**Request:**
Return the lines of the listing from the line with "Running a dermatology lesion detector. Mark the building" up to and including the line with "[441,3,474,27]", copied without any change.

**Region labeling records:**
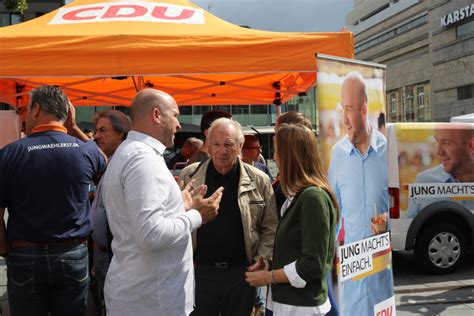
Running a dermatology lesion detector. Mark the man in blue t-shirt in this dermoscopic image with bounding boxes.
[0,86,105,315]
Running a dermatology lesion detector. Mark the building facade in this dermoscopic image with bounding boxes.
[346,0,474,122]
[0,0,64,27]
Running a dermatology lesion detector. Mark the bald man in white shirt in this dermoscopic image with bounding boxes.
[103,89,222,316]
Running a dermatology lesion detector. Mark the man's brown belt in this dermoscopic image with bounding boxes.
[10,237,87,249]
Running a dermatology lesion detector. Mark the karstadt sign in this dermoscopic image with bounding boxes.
[441,3,474,27]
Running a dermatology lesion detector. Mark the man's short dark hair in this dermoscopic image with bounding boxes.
[30,86,69,122]
[94,110,131,139]
[201,110,232,134]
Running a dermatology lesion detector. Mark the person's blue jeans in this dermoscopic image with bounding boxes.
[7,243,89,316]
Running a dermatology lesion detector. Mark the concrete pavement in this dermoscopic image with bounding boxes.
[0,252,474,316]
[393,252,474,316]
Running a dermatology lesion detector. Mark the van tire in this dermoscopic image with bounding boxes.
[415,223,466,274]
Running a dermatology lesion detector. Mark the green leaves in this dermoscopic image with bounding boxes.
[3,0,28,14]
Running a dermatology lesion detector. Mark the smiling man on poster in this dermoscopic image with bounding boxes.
[329,71,393,316]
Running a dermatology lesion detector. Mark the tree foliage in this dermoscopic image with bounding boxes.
[3,0,28,14]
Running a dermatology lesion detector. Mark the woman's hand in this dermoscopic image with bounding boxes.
[247,256,270,272]
[245,270,273,287]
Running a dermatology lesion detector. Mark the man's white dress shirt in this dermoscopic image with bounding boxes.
[102,131,202,316]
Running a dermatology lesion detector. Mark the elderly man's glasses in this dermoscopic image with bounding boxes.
[244,146,262,150]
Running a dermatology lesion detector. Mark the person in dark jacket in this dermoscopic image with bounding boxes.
[246,123,339,316]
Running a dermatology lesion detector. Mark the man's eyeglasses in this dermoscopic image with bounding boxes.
[244,146,262,150]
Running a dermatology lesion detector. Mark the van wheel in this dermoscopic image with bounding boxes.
[415,223,466,274]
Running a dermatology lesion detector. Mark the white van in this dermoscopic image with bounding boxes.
[386,123,474,274]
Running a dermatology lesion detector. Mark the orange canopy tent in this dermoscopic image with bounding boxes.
[0,0,353,107]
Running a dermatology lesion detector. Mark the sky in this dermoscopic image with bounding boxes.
[191,0,353,32]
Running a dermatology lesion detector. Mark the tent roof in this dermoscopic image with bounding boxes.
[0,0,353,105]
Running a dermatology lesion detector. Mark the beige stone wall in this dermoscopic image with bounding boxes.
[355,0,474,121]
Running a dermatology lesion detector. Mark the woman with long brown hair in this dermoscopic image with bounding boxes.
[246,124,339,316]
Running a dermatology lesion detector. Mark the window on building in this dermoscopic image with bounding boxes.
[390,93,397,113]
[250,105,268,114]
[0,13,23,27]
[193,105,211,115]
[355,15,428,54]
[179,105,193,115]
[456,21,474,38]
[212,105,230,113]
[458,84,474,100]
[402,86,415,122]
[416,86,425,109]
[231,105,249,115]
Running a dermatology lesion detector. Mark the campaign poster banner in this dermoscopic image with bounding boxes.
[395,123,474,218]
[316,55,396,316]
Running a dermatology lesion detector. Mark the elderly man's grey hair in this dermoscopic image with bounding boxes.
[207,117,245,147]
[342,70,369,107]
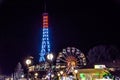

**Answer to this problem:**
Running a dermatology lesion detector. Mark the building facade in this dermoscopic image with bounding boxes.
[346,0,474,122]
[0,0,64,27]
Running a dermatology lesion detector. Mark the bald man in white shirt in this dermoscopic image with bounding boxes.
[103,89,222,316]
Running a dermatology lesion detector. Mark the man's brown belt in this dermoscopic image with bounding boxes.
[10,237,87,249]
Running a dermatology lesion detector. Mark the karstadt sign in this dermoscopic image with bounding boxes.
[441,3,474,27]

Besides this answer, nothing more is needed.